(EXERCISE):
Recast every line of the entries below as a Markdown table with two columns, n for the row number and Line for the line itself, leaving out any blank lines.

· · · ·

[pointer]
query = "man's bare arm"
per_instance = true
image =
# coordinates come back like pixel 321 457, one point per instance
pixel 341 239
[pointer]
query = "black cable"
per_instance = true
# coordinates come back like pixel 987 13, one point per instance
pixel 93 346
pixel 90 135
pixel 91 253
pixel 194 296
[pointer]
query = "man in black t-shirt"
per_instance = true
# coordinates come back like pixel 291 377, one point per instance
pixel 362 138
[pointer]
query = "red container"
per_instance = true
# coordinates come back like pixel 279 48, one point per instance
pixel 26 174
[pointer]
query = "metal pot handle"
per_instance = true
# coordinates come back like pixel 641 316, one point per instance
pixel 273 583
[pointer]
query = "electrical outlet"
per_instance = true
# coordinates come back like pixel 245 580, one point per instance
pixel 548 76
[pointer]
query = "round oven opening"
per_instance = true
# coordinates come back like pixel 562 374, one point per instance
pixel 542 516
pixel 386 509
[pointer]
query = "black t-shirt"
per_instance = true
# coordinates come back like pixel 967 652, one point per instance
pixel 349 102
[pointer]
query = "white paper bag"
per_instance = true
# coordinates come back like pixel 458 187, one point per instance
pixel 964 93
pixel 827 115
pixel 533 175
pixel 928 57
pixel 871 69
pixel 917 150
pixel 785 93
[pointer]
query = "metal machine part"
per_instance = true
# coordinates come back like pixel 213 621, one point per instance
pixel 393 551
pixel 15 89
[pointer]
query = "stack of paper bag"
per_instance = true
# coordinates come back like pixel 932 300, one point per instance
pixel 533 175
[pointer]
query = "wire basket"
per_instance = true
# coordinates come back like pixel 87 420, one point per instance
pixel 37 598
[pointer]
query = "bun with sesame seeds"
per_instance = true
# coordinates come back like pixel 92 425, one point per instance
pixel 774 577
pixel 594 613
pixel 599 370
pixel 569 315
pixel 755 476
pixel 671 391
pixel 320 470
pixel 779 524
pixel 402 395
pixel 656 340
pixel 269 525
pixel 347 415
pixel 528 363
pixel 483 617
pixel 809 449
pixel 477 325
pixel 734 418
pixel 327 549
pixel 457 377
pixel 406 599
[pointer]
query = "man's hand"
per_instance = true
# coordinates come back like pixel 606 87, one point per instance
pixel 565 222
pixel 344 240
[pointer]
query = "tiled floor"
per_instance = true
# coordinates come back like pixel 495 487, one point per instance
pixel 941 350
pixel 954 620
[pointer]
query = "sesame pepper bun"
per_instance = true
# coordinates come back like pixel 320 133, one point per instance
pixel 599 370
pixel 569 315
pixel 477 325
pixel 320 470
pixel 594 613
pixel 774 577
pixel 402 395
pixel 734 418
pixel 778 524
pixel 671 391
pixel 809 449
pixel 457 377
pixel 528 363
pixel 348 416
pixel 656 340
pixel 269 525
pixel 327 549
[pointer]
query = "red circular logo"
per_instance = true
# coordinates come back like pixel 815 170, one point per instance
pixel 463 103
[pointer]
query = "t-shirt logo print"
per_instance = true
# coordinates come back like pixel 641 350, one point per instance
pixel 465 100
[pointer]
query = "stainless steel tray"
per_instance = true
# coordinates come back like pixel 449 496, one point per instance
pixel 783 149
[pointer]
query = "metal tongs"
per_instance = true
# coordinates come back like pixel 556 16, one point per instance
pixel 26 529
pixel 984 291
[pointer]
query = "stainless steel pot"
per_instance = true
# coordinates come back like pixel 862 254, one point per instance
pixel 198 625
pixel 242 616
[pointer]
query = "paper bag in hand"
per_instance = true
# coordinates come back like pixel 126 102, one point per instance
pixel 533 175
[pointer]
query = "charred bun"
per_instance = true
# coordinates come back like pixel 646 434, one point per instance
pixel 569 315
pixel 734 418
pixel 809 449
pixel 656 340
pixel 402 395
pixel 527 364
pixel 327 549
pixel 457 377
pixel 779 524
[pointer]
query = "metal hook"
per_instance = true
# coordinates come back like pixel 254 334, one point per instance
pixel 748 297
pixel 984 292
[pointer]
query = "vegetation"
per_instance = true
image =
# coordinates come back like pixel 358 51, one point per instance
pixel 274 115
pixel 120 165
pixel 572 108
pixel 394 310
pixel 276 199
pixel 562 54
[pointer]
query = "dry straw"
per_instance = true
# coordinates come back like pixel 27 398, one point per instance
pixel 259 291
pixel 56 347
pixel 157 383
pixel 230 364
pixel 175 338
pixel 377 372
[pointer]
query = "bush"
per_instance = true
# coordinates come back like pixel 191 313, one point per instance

· · · ·

(SOLUTION TO THIS TASK):
| n | Line |
|---|---|
| 1 | [pointer] |
| 2 | query = "man's bare arm" |
| 3 | per_instance = true |
| 4 | image = |
| 5 | # coordinates come back like pixel 321 457, one point per instance |
| 6 | pixel 341 239 |
| 7 | [pointer] |
| 8 | query = "black cable" |
| 9 | per_instance = true |
| 10 | # coordinates come back like pixel 987 13, one point per instance |
| 11 | pixel 93 346 |
| 12 | pixel 90 135 |
| 13 | pixel 91 253 |
| 14 | pixel 194 296 |
| 15 | [pointer] |
| 16 | query = "man in black t-shirt" |
| 17 | per_instance = true |
| 18 | # coordinates come back like pixel 291 377, one point per instance |
| 19 | pixel 362 138 |
| 20 | [pointer] |
| 21 | query = "red container" |
| 22 | per_instance = true |
| 23 | # coordinates come back like pixel 279 48, one point per instance |
| 24 | pixel 26 174 |
| 25 | [pointer] |
| 26 | query = "metal pot handle" |
| 27 | per_instance = true |
| 28 | # coordinates come back like pixel 641 316, one point per instance |
| 29 | pixel 273 583 |
| 30 | [pointer] |
| 31 | query = "electrical outlet" |
| 32 | per_instance = true |
| 33 | # coordinates come back like pixel 245 580, one point per instance |
| 34 | pixel 548 76 |
| 35 | [pointer] |
| 36 | query = "round oven opening" |
| 37 | per_instance = true |
| 38 | # coordinates come back like pixel 562 374, one point per instance |
| 39 | pixel 542 516 |
| 40 | pixel 386 509 |
| 41 | [pointer] |
| 42 | query = "black t-shirt" |
| 43 | per_instance = true |
| 44 | # coordinates come back like pixel 967 652, one point per instance |
| 45 | pixel 349 102 |
| 46 | [pointer] |
| 47 | query = "white paper bag" |
| 48 | per_instance = true |
| 49 | # coordinates come back like pixel 458 187, one point per instance |
| 50 | pixel 964 93 |
| 51 | pixel 827 115 |
| 52 | pixel 533 175 |
| 53 | pixel 928 57 |
| 54 | pixel 871 69 |
| 55 | pixel 917 150 |
| 56 | pixel 785 93 |
| 57 | [pointer] |
| 58 | query = "metal machine part" |
| 59 | per_instance = true |
| 60 | # coordinates come back like pixel 213 621, one point per instance |
| 61 | pixel 393 551 |
| 62 | pixel 15 89 |
| 63 | [pointer] |
| 64 | query = "stack of paper bag" |
| 65 | per_instance = true |
| 66 | # coordinates come back like pixel 932 300, one point per instance |
| 67 | pixel 533 175 |
| 68 | [pointer] |
| 69 | query = "wire basket" |
| 70 | per_instance = true |
| 71 | # coordinates come back like pixel 87 420, one point per instance |
| 72 | pixel 37 598 |
| 73 | [pointer] |
| 74 | query = "bun with sesame seeds" |
| 75 | per_instance = true |
| 76 | # coordinates come back like pixel 92 425, one point per instance |
| 77 | pixel 774 577 |
| 78 | pixel 594 613 |
| 79 | pixel 599 370 |
| 80 | pixel 569 315 |
| 81 | pixel 755 476 |
| 82 | pixel 671 391 |
| 83 | pixel 320 470 |
| 84 | pixel 779 524 |
| 85 | pixel 402 395 |
| 86 | pixel 656 340 |
| 87 | pixel 269 525 |
| 88 | pixel 347 415 |
| 89 | pixel 528 363 |
| 90 | pixel 483 617 |
| 91 | pixel 809 449 |
| 92 | pixel 477 325 |
| 93 | pixel 734 418 |
| 94 | pixel 327 549 |
| 95 | pixel 457 377 |
| 96 | pixel 406 599 |
| 97 | [pointer] |
| 98 | query = "man's hand" |
| 99 | per_instance = true |
| 100 | # coordinates come back like pixel 606 87, one point per instance |
| 101 | pixel 565 222 |
| 102 | pixel 344 240 |
| 103 | [pointer] |
| 104 | query = "tiled floor" |
| 105 | per_instance = true |
| 106 | # coordinates come back like pixel 495 487, one point per instance |
| 107 | pixel 941 350 |
| 108 | pixel 954 620 |
| 109 | [pointer] |
| 110 | query = "sesame pepper bun" |
| 111 | per_instance = true |
| 112 | # coordinates come back like pixel 320 133, one point per instance |
| 113 | pixel 599 370 |
| 114 | pixel 569 315 |
| 115 | pixel 477 325 |
| 116 | pixel 320 470 |
| 117 | pixel 594 613 |
| 118 | pixel 774 577 |
| 119 | pixel 402 395 |
| 120 | pixel 734 418 |
| 121 | pixel 778 524 |
| 122 | pixel 671 391 |
| 123 | pixel 809 449 |
| 124 | pixel 457 377 |
| 125 | pixel 528 363 |
| 126 | pixel 348 416 |
| 127 | pixel 656 340 |
| 128 | pixel 269 525 |
| 129 | pixel 327 549 |
| 130 | [pointer] |
| 131 | query = "red circular logo" |
| 132 | per_instance = true |
| 133 | # coordinates come back like pixel 815 170, one point per instance |
| 134 | pixel 463 103 |
| 135 | [pointer] |
| 136 | query = "t-shirt logo print" |
| 137 | per_instance = true |
| 138 | # coordinates come back like pixel 641 350, one point per instance |
| 139 | pixel 465 100 |
| 140 | [pointer] |
| 141 | query = "stainless steel tray" |
| 142 | per_instance = true |
| 143 | # coordinates come back like pixel 449 496, one point per instance |
| 144 | pixel 783 149 |
| 145 | [pointer] |
| 146 | query = "metal tongs" |
| 147 | per_instance = true |
| 148 | # coordinates come back like pixel 556 16, one point per instance |
| 149 | pixel 26 529 |
| 150 | pixel 984 291 |
| 151 | [pointer] |
| 152 | query = "stainless steel pot" |
| 153 | per_instance = true |
| 154 | # coordinates come back like pixel 862 254, one point per instance |
| 155 | pixel 198 625 |
| 156 | pixel 242 616 |
| 157 | [pointer] |
| 158 | query = "paper bag in hand" |
| 159 | per_instance = true |
| 160 | # coordinates come back like pixel 126 102, one point per instance |
| 161 | pixel 533 175 |
| 162 | [pointer] |
| 163 | query = "charred bun" |
| 164 | per_instance = true |
| 165 | # coordinates come back like pixel 646 434, one point per instance |
| 166 | pixel 569 315 |
| 167 | pixel 734 418 |
| 168 | pixel 809 449 |
| 169 | pixel 656 340 |
| 170 | pixel 402 395 |
| 171 | pixel 527 364 |
| 172 | pixel 327 549 |
| 173 | pixel 457 377 |
| 174 | pixel 779 524 |
| 175 | [pointer] |
| 176 | query = "metal hook" |
| 177 | per_instance = true |
| 178 | # coordinates come back like pixel 254 334, one point per instance |
| 179 | pixel 748 297 |
| 180 | pixel 984 292 |
| 181 | [pointer] |
| 182 | query = "vegetation" |
| 183 | per_instance = true |
| 184 | image = |
| 185 | # coordinates come back like pixel 358 51, one point per instance |
| 186 | pixel 274 115 |
| 187 | pixel 120 165 |
| 188 | pixel 572 108 |
| 189 | pixel 394 310 |
| 190 | pixel 276 199 |
| 191 | pixel 562 54 |
| 192 | [pointer] |
| 193 | query = "dry straw" |
| 194 | per_instance = true |
| 195 | # coordinates come back like pixel 27 398, one point per instance |
| 196 | pixel 259 291 |
| 197 | pixel 56 347 |
| 198 | pixel 157 383 |
| 199 | pixel 230 364 |
| 200 | pixel 175 338 |
| 201 | pixel 377 372 |
| 202 | [pointer] |
| 203 | query = "bush" |
| 204 | per_instance = true |
| 205 | # coordinates come back like pixel 191 313, one point per instance |